(Location identification items)
[START]
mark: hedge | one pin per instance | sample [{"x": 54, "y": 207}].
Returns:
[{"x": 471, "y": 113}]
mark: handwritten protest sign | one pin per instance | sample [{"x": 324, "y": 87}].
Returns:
[END]
◆ Set task:
Retype the items exactly, starting at the line containing "mark: handwritten protest" and ending at the last line of the items.

◆ Written answer:
mark: handwritten protest sign | one pin per instance | sample [{"x": 324, "y": 87}].
Returns:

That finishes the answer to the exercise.